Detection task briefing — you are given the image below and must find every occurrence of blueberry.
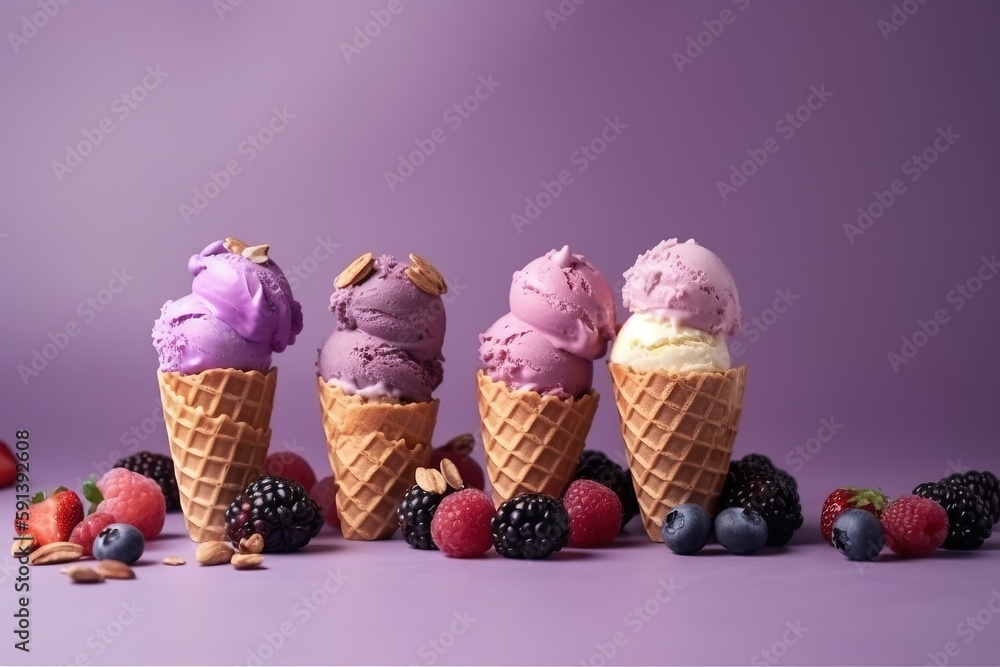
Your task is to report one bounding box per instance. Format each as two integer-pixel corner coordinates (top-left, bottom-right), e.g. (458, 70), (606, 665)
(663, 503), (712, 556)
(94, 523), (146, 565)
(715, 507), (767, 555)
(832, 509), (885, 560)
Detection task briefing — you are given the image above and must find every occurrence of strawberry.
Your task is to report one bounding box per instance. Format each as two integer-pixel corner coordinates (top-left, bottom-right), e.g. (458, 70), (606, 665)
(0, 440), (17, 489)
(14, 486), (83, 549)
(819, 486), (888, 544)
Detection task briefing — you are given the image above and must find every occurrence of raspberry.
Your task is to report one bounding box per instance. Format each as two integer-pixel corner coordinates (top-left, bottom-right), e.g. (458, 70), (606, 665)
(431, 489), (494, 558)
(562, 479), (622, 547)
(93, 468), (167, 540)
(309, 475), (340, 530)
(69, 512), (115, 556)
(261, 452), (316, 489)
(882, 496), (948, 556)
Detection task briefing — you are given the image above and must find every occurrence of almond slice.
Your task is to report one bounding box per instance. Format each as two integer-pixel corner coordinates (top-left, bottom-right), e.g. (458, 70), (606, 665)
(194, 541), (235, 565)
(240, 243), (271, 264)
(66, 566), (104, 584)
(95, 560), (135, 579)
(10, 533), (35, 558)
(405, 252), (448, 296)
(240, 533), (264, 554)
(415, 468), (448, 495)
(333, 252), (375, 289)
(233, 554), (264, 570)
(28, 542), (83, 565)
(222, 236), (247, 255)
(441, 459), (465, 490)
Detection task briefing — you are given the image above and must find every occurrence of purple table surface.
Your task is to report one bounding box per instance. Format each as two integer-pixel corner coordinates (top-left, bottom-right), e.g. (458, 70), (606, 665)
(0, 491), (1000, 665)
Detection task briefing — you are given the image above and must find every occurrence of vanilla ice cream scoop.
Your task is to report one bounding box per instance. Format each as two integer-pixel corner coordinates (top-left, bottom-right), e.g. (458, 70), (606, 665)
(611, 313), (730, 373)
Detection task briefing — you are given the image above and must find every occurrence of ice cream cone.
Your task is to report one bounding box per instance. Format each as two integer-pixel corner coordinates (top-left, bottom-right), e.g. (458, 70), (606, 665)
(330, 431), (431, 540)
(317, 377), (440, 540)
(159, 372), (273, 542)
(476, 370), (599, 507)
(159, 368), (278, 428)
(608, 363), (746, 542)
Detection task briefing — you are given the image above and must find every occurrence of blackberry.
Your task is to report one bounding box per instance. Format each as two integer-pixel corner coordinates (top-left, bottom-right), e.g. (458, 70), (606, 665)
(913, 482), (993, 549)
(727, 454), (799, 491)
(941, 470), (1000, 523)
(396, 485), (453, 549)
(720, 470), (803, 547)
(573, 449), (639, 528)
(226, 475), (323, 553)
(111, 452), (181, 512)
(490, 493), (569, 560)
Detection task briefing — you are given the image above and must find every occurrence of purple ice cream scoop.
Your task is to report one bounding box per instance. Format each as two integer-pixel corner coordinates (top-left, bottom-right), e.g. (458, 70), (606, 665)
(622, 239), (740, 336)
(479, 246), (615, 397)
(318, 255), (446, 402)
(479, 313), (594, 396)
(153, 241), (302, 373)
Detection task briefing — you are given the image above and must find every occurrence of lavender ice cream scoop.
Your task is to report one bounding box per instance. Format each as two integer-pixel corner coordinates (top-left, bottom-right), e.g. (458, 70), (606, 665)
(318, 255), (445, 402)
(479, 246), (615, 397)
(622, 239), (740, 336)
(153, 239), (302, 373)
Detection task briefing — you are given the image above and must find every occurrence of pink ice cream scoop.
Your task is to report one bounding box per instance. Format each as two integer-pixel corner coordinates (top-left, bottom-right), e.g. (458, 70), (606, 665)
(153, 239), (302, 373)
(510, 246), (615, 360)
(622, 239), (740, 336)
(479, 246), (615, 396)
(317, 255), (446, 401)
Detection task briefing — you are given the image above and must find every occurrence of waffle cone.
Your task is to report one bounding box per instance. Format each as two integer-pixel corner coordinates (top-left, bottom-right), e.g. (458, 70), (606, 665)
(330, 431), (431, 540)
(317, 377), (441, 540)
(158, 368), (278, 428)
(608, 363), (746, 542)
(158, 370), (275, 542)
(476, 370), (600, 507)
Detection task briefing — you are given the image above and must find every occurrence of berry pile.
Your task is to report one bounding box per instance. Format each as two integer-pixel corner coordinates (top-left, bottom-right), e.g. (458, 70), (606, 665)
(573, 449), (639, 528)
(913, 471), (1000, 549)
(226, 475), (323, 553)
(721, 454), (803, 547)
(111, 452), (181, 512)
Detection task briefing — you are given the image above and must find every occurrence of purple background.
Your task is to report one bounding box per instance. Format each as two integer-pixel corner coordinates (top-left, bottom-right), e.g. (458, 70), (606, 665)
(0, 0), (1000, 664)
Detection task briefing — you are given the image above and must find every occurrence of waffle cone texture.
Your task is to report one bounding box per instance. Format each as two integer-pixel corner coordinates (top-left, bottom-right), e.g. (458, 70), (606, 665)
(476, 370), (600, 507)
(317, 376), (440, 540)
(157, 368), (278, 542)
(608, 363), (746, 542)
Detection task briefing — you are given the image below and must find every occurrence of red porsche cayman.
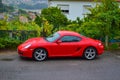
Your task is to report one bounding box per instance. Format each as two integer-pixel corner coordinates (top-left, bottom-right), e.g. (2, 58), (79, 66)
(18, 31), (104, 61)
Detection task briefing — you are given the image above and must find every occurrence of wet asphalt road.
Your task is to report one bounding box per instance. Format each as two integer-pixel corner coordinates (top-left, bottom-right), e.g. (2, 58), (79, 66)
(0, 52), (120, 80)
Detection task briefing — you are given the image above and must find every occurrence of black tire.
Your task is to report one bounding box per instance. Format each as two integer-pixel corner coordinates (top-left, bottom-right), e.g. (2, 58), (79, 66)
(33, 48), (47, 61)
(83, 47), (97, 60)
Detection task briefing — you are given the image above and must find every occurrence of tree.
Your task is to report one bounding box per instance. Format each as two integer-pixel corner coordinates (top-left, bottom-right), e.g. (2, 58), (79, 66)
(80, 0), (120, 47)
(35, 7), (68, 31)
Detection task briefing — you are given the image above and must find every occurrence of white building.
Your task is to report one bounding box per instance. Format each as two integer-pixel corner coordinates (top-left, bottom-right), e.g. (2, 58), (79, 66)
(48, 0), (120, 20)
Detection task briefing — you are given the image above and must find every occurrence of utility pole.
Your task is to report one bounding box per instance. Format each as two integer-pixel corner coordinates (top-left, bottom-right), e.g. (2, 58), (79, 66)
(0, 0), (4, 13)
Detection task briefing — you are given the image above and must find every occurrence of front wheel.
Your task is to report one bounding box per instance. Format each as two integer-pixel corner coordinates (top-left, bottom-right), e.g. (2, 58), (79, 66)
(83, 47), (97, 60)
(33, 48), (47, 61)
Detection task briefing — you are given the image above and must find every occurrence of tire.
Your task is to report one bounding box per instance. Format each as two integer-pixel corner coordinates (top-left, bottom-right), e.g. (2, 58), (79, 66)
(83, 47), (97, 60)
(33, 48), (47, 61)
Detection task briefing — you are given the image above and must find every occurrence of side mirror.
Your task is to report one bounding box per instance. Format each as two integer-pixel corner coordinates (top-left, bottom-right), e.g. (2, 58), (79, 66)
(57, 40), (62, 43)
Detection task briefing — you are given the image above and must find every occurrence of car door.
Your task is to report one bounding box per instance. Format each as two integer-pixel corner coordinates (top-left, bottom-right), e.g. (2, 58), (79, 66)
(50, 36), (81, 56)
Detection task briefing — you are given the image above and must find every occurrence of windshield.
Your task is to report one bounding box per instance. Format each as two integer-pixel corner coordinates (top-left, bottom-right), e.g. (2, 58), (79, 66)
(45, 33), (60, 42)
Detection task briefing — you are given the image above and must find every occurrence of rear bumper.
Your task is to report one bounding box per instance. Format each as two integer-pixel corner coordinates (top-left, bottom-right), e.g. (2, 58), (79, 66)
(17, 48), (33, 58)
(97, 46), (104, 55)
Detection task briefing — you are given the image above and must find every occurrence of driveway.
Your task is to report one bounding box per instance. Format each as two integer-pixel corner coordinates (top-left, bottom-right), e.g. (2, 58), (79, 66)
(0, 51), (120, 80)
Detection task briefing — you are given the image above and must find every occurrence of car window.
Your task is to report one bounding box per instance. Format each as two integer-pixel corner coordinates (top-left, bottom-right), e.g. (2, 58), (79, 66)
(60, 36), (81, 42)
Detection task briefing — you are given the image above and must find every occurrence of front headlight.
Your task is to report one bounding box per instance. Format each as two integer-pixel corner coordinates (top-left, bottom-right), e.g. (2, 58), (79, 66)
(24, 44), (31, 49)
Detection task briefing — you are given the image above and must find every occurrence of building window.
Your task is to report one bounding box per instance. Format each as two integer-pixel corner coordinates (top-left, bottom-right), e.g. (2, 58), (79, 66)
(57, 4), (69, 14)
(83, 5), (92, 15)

⁂

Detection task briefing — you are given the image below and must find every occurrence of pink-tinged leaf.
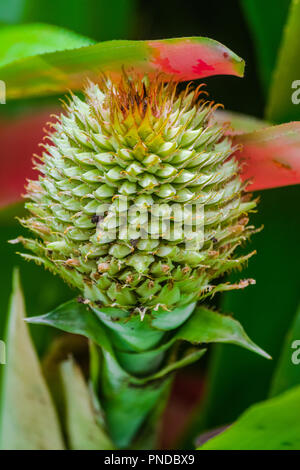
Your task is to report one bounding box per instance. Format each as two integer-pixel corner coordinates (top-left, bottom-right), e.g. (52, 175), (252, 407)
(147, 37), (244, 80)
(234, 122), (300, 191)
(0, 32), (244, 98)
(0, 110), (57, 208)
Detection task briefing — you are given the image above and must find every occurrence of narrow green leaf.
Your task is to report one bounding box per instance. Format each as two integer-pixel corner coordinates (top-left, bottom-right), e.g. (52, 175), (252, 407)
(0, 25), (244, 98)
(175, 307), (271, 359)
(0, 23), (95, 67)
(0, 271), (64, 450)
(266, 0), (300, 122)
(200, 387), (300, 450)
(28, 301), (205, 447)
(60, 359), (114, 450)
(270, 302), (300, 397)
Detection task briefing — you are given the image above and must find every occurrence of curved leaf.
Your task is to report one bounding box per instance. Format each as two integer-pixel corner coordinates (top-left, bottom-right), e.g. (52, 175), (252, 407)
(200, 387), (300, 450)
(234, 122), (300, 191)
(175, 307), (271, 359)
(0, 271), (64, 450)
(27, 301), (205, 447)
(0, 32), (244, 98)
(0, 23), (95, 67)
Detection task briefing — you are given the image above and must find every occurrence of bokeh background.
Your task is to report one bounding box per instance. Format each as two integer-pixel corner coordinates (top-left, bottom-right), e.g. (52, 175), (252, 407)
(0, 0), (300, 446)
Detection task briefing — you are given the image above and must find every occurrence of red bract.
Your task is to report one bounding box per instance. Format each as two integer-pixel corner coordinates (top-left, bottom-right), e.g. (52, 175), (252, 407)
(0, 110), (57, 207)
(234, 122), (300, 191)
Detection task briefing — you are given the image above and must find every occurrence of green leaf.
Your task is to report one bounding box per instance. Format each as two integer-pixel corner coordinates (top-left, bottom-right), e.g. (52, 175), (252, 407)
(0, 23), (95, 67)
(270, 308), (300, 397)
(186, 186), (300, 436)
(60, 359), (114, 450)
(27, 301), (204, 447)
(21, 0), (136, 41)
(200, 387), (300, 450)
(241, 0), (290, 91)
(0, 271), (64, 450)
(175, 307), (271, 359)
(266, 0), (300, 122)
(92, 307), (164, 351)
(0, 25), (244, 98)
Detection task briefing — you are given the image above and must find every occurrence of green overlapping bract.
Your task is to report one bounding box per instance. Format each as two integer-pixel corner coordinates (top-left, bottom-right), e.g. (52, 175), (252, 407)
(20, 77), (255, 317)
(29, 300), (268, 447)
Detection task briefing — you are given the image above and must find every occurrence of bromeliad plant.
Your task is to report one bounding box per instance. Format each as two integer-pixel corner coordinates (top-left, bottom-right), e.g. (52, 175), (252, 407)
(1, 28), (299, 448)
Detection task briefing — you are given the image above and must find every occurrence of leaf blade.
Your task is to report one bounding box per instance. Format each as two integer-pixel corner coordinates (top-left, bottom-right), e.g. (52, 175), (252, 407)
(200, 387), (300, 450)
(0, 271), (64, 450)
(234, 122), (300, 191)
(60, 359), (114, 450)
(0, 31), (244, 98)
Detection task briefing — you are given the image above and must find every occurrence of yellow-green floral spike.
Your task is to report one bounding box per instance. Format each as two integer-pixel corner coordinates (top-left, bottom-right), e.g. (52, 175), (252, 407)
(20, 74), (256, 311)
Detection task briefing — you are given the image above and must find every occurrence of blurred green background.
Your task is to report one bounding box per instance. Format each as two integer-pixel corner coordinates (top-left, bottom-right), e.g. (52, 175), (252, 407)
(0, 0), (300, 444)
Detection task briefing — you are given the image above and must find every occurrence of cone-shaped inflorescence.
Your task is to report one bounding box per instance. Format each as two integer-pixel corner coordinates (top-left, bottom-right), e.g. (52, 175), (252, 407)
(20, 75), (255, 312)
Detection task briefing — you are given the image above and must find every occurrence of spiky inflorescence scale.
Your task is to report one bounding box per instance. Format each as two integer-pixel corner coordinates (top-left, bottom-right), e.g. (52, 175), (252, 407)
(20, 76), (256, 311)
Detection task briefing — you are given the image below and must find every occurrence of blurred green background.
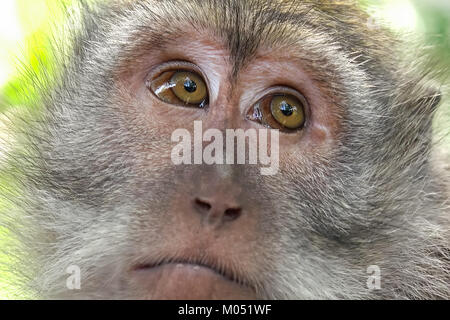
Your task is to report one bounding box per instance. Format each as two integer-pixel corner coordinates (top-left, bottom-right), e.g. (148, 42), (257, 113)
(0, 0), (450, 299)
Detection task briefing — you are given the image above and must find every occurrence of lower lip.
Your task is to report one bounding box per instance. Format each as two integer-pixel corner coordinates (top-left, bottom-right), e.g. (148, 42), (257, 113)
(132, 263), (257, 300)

⁂

> [Objective]: Rewrite the records from the line containing "ice cream cone." down to the line containing "(153, 241), (302, 373)", with every "Detection task briefing" changed to "Labeling task briefing" and everything else left unaltered. Give only those lines.

> [Written answer]:
Labeling task briefing — you are given the image above and must find every occurrence of ice cream cone.
Your task is to report one bounding box per instance. Format each as two integer-pixel corner coordinates (top-left, bottom-right), e.g. (458, 70), (606, 665)
(330, 431), (431, 540)
(317, 377), (440, 540)
(159, 372), (273, 542)
(476, 370), (599, 507)
(159, 368), (278, 428)
(608, 363), (746, 542)
Labeling task briefing — you are given the image above and must find every occurrence of blackberry.
Your task is to report one bounding box per instance. Format each as two integer-pixel corner coordinates (top-left, bottom-right), e.g. (458, 70), (606, 665)
(913, 482), (993, 549)
(727, 454), (799, 491)
(941, 470), (1000, 523)
(396, 485), (453, 549)
(720, 470), (803, 547)
(573, 449), (639, 528)
(226, 475), (323, 553)
(111, 452), (181, 512)
(490, 493), (569, 560)
Labeling task briefing — you are given the image above and must find every occurrence of purple ice cream scoop.
Your task is to report one bounding box per instance. Format each as two integer-pixel corner coordinates (top-left, bottom-right), e.g. (458, 70), (606, 665)
(622, 239), (740, 336)
(479, 246), (615, 397)
(318, 255), (446, 402)
(479, 313), (594, 396)
(153, 241), (302, 373)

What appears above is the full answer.